• _Your goal_:
Convert the records from the line containing "Place one keypoint on each instance of the small" up to and including the line containing "Target: small red poppy" into a JSON list of strings, one string per line, omitting blank lines.

______________________________

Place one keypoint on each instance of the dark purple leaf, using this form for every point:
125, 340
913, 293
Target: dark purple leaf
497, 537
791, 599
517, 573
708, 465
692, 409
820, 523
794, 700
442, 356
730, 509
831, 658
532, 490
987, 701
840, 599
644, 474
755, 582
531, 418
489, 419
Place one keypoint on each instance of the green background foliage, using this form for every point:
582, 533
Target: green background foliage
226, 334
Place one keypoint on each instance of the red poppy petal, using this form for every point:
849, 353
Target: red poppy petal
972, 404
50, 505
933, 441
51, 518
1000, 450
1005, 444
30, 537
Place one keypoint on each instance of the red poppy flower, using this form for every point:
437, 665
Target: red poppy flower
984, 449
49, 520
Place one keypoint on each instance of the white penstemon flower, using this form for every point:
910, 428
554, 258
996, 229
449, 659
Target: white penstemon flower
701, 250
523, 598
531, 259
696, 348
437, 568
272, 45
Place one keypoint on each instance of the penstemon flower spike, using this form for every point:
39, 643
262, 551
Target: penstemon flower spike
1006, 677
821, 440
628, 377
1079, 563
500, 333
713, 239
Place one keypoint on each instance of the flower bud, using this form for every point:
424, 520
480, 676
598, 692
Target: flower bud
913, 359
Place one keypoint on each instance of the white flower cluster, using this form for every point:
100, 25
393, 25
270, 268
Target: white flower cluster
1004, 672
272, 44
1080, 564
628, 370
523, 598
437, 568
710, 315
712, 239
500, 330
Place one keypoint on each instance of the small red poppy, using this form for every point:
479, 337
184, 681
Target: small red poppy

______________________________

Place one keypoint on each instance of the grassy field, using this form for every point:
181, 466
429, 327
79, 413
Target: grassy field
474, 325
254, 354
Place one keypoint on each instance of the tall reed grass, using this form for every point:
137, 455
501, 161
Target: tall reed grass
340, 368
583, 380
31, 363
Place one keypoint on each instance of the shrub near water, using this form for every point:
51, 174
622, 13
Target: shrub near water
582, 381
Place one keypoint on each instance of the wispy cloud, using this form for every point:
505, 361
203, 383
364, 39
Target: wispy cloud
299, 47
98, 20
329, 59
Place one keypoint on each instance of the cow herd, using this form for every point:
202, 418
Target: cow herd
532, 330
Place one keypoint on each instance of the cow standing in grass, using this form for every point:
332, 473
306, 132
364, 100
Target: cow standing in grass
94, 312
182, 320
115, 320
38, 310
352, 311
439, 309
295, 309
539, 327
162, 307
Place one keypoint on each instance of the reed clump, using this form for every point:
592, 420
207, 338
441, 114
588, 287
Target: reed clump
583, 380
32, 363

______________________________

• _Output below_:
[
  "Place one keypoint on each instance of the small red poppy, using this form for every point:",
  "479, 337",
  "184, 681",
  "Target: small red poppy"
]